## Prompt
Each line of the data below from the one holding "One point for each instance of the beige" to the one holding "One point for each instance of the apartment", inclusive, is to be reproduced exactly; no other line belongs in the answer.

## Material shown
════════════════════
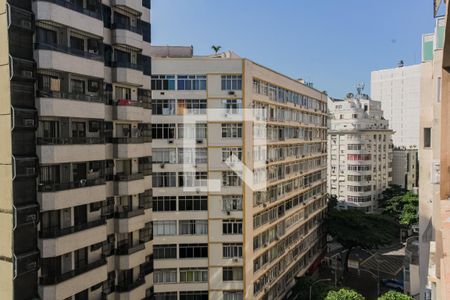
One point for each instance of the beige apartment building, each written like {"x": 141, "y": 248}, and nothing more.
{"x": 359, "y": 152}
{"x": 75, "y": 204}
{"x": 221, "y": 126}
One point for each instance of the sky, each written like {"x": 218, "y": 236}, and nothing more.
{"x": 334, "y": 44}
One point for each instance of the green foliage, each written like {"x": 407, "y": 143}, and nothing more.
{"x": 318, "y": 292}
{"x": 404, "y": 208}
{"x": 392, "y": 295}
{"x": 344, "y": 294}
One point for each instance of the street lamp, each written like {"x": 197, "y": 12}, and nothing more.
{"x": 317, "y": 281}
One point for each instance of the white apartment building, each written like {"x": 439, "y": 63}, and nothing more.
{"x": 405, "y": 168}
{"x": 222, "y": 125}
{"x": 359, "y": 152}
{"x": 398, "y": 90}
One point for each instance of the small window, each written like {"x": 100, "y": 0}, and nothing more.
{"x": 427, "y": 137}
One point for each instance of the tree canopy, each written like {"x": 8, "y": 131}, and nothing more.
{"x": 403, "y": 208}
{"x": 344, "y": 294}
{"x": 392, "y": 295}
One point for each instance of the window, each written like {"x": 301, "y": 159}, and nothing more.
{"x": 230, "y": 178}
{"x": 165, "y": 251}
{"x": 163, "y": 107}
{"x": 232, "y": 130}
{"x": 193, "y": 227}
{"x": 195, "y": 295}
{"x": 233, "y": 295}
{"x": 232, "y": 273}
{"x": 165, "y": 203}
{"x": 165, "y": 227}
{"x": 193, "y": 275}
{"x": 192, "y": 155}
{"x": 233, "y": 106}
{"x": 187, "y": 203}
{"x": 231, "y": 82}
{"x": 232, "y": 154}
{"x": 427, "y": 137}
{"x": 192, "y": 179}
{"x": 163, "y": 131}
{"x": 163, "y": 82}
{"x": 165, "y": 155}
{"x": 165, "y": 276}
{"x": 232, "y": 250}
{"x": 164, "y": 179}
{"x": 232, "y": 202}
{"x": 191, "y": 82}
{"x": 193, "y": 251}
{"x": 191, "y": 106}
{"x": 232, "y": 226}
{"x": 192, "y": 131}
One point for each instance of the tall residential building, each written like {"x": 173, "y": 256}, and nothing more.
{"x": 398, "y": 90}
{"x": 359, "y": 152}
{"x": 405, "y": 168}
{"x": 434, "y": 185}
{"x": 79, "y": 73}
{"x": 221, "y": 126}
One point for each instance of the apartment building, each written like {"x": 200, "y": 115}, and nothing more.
════════════════════
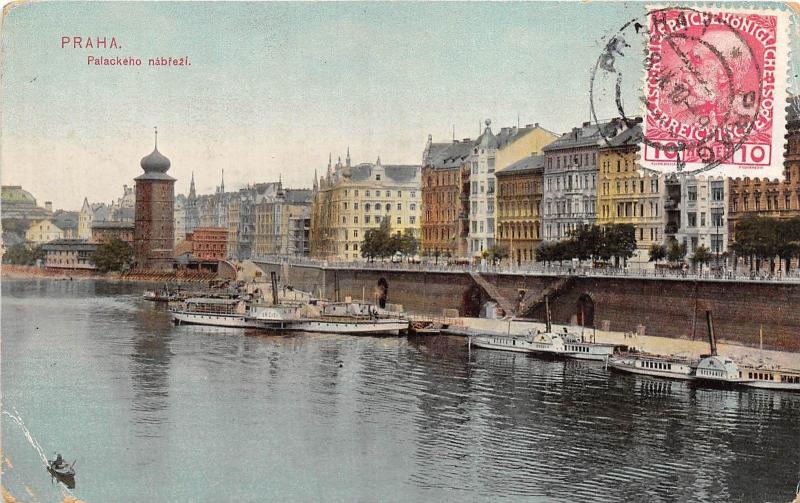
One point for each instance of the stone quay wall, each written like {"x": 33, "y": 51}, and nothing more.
════════════════════
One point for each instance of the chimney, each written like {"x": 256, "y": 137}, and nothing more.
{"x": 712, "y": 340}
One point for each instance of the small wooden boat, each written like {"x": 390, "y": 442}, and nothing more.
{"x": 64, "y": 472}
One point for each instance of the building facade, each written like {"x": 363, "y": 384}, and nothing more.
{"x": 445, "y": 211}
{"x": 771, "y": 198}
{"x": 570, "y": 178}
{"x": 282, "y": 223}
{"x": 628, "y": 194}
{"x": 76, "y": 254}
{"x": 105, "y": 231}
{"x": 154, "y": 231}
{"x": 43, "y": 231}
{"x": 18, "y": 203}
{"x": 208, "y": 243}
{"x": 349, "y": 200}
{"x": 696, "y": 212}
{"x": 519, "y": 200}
════════════════════
## Problem solution
One point for each instance of the beige apartment building, each written like {"x": 141, "y": 248}, and nothing more.
{"x": 359, "y": 152}
{"x": 75, "y": 204}
{"x": 221, "y": 126}
One point for each instance of the sky, each written like {"x": 218, "y": 236}, and nothing more.
{"x": 334, "y": 44}
One point for each instance of the green foliage, each written like {"x": 407, "y": 143}, and nothing more.
{"x": 318, "y": 292}
{"x": 404, "y": 208}
{"x": 392, "y": 295}
{"x": 344, "y": 294}
One point for each instance of the street lamp, each written like {"x": 197, "y": 12}, and nothing more.
{"x": 317, "y": 281}
One point for each instance of the white apartment building, each written like {"x": 439, "y": 63}, and nothing more.
{"x": 405, "y": 168}
{"x": 222, "y": 125}
{"x": 359, "y": 152}
{"x": 398, "y": 90}
One point for each instance of the small window, each written like {"x": 100, "y": 0}, and nothing more.
{"x": 427, "y": 137}
One point for each instance of the tree canopy, each written like {"x": 8, "y": 131}, and nothing more.
{"x": 403, "y": 208}
{"x": 344, "y": 294}
{"x": 392, "y": 295}
One point for each instance of the window, each written like {"x": 301, "y": 159}, and nothing more.
{"x": 230, "y": 178}
{"x": 165, "y": 251}
{"x": 163, "y": 107}
{"x": 232, "y": 130}
{"x": 193, "y": 227}
{"x": 195, "y": 295}
{"x": 233, "y": 295}
{"x": 232, "y": 273}
{"x": 165, "y": 203}
{"x": 165, "y": 227}
{"x": 193, "y": 275}
{"x": 192, "y": 155}
{"x": 233, "y": 106}
{"x": 187, "y": 203}
{"x": 231, "y": 82}
{"x": 232, "y": 154}
{"x": 427, "y": 137}
{"x": 192, "y": 179}
{"x": 163, "y": 131}
{"x": 163, "y": 82}
{"x": 165, "y": 155}
{"x": 165, "y": 276}
{"x": 232, "y": 250}
{"x": 164, "y": 179}
{"x": 232, "y": 202}
{"x": 191, "y": 82}
{"x": 193, "y": 251}
{"x": 191, "y": 106}
{"x": 232, "y": 226}
{"x": 192, "y": 131}
One point for each instance of the tall residential building, each written like {"x": 173, "y": 256}, and nothing more.
{"x": 398, "y": 90}
{"x": 359, "y": 152}
{"x": 405, "y": 168}
{"x": 434, "y": 185}
{"x": 79, "y": 73}
{"x": 221, "y": 126}
One point for each instance of the apartment building, each written like {"x": 200, "y": 115}, and nothing more.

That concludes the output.